Kleiner Lichtblick

Internetradio aus dem Wohnzimmer

Nach den Klagen über die Politisierung der Radiolandschaft heute ein paar Zeilen zu einem meiner Lieblingsprojekte der spanischen Medienlandschaft: Radio Cable. Seit 1997 sendet das Internetradio aus dem Wohnzimmer einer Madrider Privatwohnung und hat dadurch tatsächlich die spanische Radiolandschaft revolutioiert. Klingt abgegriffen, trifft es in diesem Fall aber tatsächlich. Nach einem Monat tauchte die Seite www.radiocable.com in einem Ranking der 30 besten Kommunikationsmedien der Welt auf, neben Washington Post und Wall Street Journal. Auch bei den spanischen Medienpreisen ist Radio Cable regelmäßig dabei.

***

Aufgaben:
1 – Von wo aus sendet Radio Cable laut dem Text über den Sender?
2 – Fasse den Absatz im Text über Radio Cable, der mit „Nach den Klagen über die Politisierung“ beginnt, kürzer zusammen und behalte die wichtigsten Fakten bei.
3 – Knüpfe an den letzten Satz des Textes über Radio Cable an und schreibe ihn weiter.

Gesammelte Daten:
***

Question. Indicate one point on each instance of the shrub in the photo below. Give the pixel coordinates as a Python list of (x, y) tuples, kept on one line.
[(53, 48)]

***

Antworten nach Aufgabe:
1 – Aus dem Wohnzimmer einer Madrider Privatwohnung.

2 – Radio Cable ist ein Lieblingsprojekt aus der spanischen Medienlandschaft. Das Internetradio sendet seit 1997 aus dem Wohnzimmer einer Madrider Privatwohnung und hat die spanische Radiolandschaft revolutioniert. Schon nach einem Monat erschien www.radiocable.com neben Washington Post und Wall Street Journal in einem Ranking der 30 besten Kommunikationsmedien der Welt. Bei den spanischen Medienpreisen ist Radio Cable regelmäßig vertreten.

3 –
Der Erfolg liegt zuvorderst an Macher Fernando Berlín, der in seinem Programm La cafeterea täglich die politische Lage seziert. Er beweist, dass es für guten Radiojournalismus keinen großen, teuren Apparat braucht. In gebauten O-Ton-Collagen lässt Berlín die politischen Ereignisse Revue passieren, diskutiert dann darüber mit Politikern und Journalisten Einzelaspekte, meist per Telefon, manchmal auch im Wohnzimmer. Auch die (Ex-)Präsidenten Felipe González, José-Luis Rodríguez Zapatero und José Maria Aznar saßen schon bei Berlín auf der Dachterasse und setzten sich danach aufs schwarze Ledersofa. Der Gerechtigkeit halber muss man sagen, dass Berlín in der Radioszene bestens vernetzt ist. Seine Schwester Macarena Berlín ist Anchor Woman bei Cadena Ser, dem meist gehörten privaten Hörfunksender Spaniens. Das erleichtert auch die Kontaktaufnahme zu Politikern. Der Vorteil gegenüber den „Großen“: Das „Klitschenprinzip“, die schlanke Struktur, macht Radiocable ungreifbar gegenüber politischem Druck. Die redaktionellen Leitlinien stehen im Netz: Man verpflichte sich zu ehrlicher, mutiger, wahrer und verlässlicher Information, weil eine gut informierte Gesellschaft eine gerechtere sei.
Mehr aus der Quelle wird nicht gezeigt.